* [Exercise details]
Copy out every item below, putting "gets" wherever "receives" occurs and keeping everything else the same.

Entries from a dataset
---------------

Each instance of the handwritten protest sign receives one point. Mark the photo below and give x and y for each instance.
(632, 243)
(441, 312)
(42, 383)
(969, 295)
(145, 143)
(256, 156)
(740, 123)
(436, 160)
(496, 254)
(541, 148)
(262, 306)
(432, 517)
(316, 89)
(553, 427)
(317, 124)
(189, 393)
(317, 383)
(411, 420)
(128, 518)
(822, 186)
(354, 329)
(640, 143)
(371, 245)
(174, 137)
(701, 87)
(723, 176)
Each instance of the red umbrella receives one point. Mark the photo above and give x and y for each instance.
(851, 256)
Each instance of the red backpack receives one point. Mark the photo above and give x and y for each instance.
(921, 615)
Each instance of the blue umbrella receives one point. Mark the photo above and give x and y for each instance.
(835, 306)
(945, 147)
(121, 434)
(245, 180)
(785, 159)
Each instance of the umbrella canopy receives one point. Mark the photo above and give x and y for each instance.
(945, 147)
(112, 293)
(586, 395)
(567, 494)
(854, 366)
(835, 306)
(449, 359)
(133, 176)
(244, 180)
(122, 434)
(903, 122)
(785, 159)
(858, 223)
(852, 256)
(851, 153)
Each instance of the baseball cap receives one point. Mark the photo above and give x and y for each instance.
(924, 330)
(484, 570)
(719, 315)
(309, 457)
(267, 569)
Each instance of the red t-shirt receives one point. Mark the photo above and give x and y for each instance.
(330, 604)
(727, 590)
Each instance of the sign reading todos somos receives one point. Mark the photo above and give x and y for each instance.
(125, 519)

---------------

* [Final result]
Each instance of the handwritten protest sign gets one point. Mark the photo below and give x and y for each instance.
(632, 243)
(441, 312)
(42, 383)
(969, 295)
(145, 143)
(256, 156)
(740, 123)
(436, 160)
(496, 254)
(541, 148)
(262, 306)
(432, 517)
(316, 89)
(553, 427)
(317, 124)
(189, 393)
(317, 383)
(411, 420)
(128, 518)
(822, 186)
(354, 329)
(640, 143)
(371, 245)
(174, 137)
(701, 87)
(723, 176)
Each instance of the red umbrella gets one point. Mark the photo above and give x and y for each instance.
(851, 256)
Each instance of the red backpack gets one point. Mark the photo above and give x and y for each instance.
(921, 615)
Each instance of the blue umbrella gets one point. Mark the photo above and give x and y for each instance.
(835, 306)
(945, 147)
(121, 434)
(245, 180)
(785, 159)
Each instance of the umbrella canopy gets one point. Mark the photo above and give x and y for each instance.
(945, 147)
(112, 293)
(586, 395)
(567, 494)
(854, 366)
(835, 306)
(449, 359)
(133, 176)
(244, 180)
(122, 434)
(903, 122)
(785, 159)
(858, 223)
(852, 256)
(851, 153)
Each instance of the baseball cap gets one point. Mark the photo above and give x and y for each instance.
(924, 330)
(484, 570)
(719, 315)
(309, 457)
(267, 569)
Each instance of the red t-shirt gets one point. Mark the photo above and give x and y for each instance.
(330, 604)
(727, 590)
Each instance of the sign reading todos somos gets one point. Mark the photo above and give x and y for each instance.
(125, 519)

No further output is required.